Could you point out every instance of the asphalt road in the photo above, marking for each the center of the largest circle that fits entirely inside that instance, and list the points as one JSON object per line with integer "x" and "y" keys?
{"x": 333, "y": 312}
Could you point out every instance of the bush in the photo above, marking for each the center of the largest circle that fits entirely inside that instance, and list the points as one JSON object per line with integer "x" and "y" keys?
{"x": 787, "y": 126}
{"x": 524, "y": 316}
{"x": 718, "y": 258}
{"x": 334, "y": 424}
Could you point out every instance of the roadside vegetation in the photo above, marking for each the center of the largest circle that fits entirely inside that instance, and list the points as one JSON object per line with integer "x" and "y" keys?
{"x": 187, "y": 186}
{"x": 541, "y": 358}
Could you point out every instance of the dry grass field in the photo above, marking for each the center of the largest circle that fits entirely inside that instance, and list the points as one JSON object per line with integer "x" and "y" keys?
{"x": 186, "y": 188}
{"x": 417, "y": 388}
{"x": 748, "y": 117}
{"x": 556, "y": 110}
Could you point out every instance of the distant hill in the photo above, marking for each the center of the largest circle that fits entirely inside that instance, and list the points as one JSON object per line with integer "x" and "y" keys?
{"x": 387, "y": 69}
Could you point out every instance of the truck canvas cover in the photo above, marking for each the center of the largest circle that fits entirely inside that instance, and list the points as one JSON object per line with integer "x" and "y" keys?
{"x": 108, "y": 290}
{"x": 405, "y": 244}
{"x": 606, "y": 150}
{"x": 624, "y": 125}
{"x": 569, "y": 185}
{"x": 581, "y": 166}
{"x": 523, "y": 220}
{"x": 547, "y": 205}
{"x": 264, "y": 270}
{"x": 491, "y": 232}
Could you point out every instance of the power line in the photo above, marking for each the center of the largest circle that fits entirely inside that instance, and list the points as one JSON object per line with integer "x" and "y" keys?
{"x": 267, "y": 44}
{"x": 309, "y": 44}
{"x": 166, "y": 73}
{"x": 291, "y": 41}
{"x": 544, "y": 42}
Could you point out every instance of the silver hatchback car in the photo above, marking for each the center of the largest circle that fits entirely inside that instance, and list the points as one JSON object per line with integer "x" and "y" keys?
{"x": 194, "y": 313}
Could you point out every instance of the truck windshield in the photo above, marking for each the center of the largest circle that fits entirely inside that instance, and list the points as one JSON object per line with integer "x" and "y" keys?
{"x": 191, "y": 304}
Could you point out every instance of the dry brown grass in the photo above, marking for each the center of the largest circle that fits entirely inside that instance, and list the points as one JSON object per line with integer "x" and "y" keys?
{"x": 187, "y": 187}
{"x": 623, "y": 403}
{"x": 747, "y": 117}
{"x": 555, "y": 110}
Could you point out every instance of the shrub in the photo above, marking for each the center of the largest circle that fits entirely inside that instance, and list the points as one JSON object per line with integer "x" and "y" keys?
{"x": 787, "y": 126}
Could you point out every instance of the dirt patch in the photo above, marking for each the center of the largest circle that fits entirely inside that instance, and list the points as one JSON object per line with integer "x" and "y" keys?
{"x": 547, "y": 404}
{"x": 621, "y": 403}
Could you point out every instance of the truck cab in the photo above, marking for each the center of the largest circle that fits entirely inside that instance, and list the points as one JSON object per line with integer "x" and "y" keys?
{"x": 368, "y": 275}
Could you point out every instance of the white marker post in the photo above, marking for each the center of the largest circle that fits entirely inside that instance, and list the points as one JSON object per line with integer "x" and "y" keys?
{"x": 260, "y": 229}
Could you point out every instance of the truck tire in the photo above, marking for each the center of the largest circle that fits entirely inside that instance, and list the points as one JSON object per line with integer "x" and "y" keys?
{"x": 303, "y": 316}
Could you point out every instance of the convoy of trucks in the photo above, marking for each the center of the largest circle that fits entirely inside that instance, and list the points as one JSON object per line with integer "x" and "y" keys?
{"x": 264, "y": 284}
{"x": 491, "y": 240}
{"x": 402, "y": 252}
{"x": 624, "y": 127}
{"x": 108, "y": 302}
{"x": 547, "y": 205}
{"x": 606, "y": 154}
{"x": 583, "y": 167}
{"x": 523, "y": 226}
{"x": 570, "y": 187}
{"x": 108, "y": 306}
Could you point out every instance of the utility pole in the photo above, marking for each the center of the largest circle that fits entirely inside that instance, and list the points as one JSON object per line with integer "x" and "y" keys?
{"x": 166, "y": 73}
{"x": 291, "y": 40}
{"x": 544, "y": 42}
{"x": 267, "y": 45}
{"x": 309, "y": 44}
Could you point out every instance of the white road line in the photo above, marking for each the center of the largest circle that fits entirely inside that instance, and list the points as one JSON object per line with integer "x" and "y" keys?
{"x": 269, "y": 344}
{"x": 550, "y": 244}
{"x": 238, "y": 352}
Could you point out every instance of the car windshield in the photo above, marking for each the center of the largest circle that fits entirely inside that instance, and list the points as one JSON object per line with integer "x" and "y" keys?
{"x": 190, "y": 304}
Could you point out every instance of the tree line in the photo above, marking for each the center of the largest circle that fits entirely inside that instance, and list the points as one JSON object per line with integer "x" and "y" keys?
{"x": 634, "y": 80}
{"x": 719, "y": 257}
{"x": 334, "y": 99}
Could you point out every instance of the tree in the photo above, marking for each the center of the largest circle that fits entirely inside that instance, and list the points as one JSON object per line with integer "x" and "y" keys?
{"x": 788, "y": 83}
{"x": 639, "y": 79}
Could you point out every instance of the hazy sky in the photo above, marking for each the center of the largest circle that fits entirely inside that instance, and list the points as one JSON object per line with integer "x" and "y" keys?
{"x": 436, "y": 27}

- GIVEN PROBLEM -
Reproduce the entire listing above word for word, from its first line through its last.

- THE REPLY -
Could you point out every instance of the asphalt road in the photo above, marking for each the center of the largest circle that fits entirely inside that instance, and list the points as one JSON object per line with integer "x" and "y" keys?
{"x": 333, "y": 312}
Could you point out every instance of the bush in the photo above, marking for each the center of the largest circle that fits entirely inside that instance, and list the points as one JSON object per line with integer "x" and "y" keys?
{"x": 787, "y": 126}
{"x": 524, "y": 316}
{"x": 718, "y": 258}
{"x": 334, "y": 424}
Could you point out every instance of the roadside vegetation in the photo above, marking for each the center of the largest circle that fits entirely inside that instance, and list the points as one JSON object per line with integer "x" and "y" keys?
{"x": 187, "y": 186}
{"x": 541, "y": 358}
Could you point out every instance of the dry grass field in the photo above, marking for each the center of the largest circle that fits entirely inside that instance, and list the points as one JSON object per line with integer "x" and "y" keys?
{"x": 186, "y": 188}
{"x": 417, "y": 388}
{"x": 748, "y": 117}
{"x": 556, "y": 110}
Could you point out every instance of the distant hill in the photo above, marking for each the center of the largest circle that fits entirely inside that instance, and list the points as one JSON object per line with integer "x" and "y" keys?
{"x": 387, "y": 69}
Could you point out every instance of the truck canvas cover in the photo above, marking for each the center of the largest circle that fits entirely inside that instance, and list the points as one JSON object per line with integer "x" and "y" keys?
{"x": 108, "y": 290}
{"x": 405, "y": 244}
{"x": 606, "y": 150}
{"x": 624, "y": 125}
{"x": 569, "y": 185}
{"x": 581, "y": 166}
{"x": 523, "y": 220}
{"x": 547, "y": 205}
{"x": 264, "y": 270}
{"x": 491, "y": 232}
Could you point out every instance of the power line in the photo above, marking for each the center of the largest circle that fits entirely inside that instance, and list the points as one JSON object per line with integer "x" and "y" keys?
{"x": 267, "y": 44}
{"x": 309, "y": 44}
{"x": 166, "y": 73}
{"x": 291, "y": 41}
{"x": 544, "y": 42}
Could you point out every instance of the silver hatchback car in the photo above, marking for each the center of the largest circle that fits entirely inside that instance, and list the points as one JSON object per line with integer "x" and "y" keys?
{"x": 194, "y": 313}
Could you point out every instance of the truck windshield in the photo above, marking for each the center of the largest circle that fits entirely inside that instance, and list the points as one JSON object per line with integer "x" and "y" keys?
{"x": 191, "y": 304}
Could you point out every instance of the dry brown grass in the photo above, marking for each the center of the largest circle that fits entirely inside that instance, and list the points as one JSON object per line with integer "x" and "y" keys?
{"x": 187, "y": 187}
{"x": 623, "y": 403}
{"x": 747, "y": 117}
{"x": 555, "y": 110}
Could you point out every instance of the shrub in the photo above, marking for each the center of the largest circle that fits entirely inside that instance, and list the points as one JSON object per line with integer "x" and "y" keys?
{"x": 787, "y": 126}
Could you point out every instance of the dirt patch in the photo above, marking for each the center of the largest circle that fits entirely inside that instance, and list the points as one JSON object per line with integer "x" and "y" keys?
{"x": 547, "y": 404}
{"x": 621, "y": 403}
Could you point out every instance of the truck cab in the photo above, marking for each the center of the largest circle that fits entirely inside that instance, and list the points as one JSON object per line with integer "x" and "y" keys?
{"x": 368, "y": 275}
Could you point out every instance of the white marker post in the photo above, marking for each the center of the largest circle that fits entirely inside that instance, and list the points as one JSON object per line with integer "x" and "y" keys?
{"x": 260, "y": 229}
Could you point out every instance of the truck tire in the photo above, marking for each the center of the largest circle that fits entirely inside that instance, and list the points as one JSON object per line with integer "x" and "y" keys?
{"x": 303, "y": 316}
Could you point out every instance of the convoy of trucks in the photo above, marking for each the center of the largest circle that fits entirely inside that instance, and list the points as one JSON object per line with integer "x" and "y" keys?
{"x": 264, "y": 284}
{"x": 491, "y": 240}
{"x": 402, "y": 252}
{"x": 624, "y": 127}
{"x": 108, "y": 302}
{"x": 547, "y": 205}
{"x": 606, "y": 154}
{"x": 583, "y": 167}
{"x": 523, "y": 226}
{"x": 570, "y": 187}
{"x": 108, "y": 306}
Could you point out every instance of the utility pole in the photo above, marking for each the center of the largest circle that fits entirely inside that instance, and list the points as one JSON object per line with integer "x" and "y" keys?
{"x": 166, "y": 73}
{"x": 291, "y": 40}
{"x": 544, "y": 42}
{"x": 267, "y": 45}
{"x": 309, "y": 44}
Could you point out every instance of the white road line in the photo above, marking for each the center of the largest circle that fits entirely inside that instance, and list the points as one JSON object per line with integer "x" and "y" keys?
{"x": 269, "y": 344}
{"x": 550, "y": 244}
{"x": 238, "y": 352}
Could you point out every instance of the car windshield in the photo above, marking for each the center of the largest circle that fits entirely inside that instance, and list the points as one JSON object per line with integer "x" and "y" keys?
{"x": 190, "y": 304}
Could you point out every instance of the tree line in the photo above, marking for each the center of the largest circle that fits entirely inside that instance, and list the points as one JSON object per line with integer "x" and "y" keys?
{"x": 634, "y": 80}
{"x": 719, "y": 257}
{"x": 334, "y": 99}
Could you point out every instance of the tree in the photo above, marking for each the center of the largest circle that fits entirely inside that instance, and list the points as one JSON object per line with integer "x" and "y" keys?
{"x": 788, "y": 83}
{"x": 639, "y": 79}
Could you point out every instance of the hazy sky in the photo above, marking for each the center of the largest circle that fits entirely inside that instance, and list the points as one JSON object per line with integer "x" and "y" keys?
{"x": 436, "y": 27}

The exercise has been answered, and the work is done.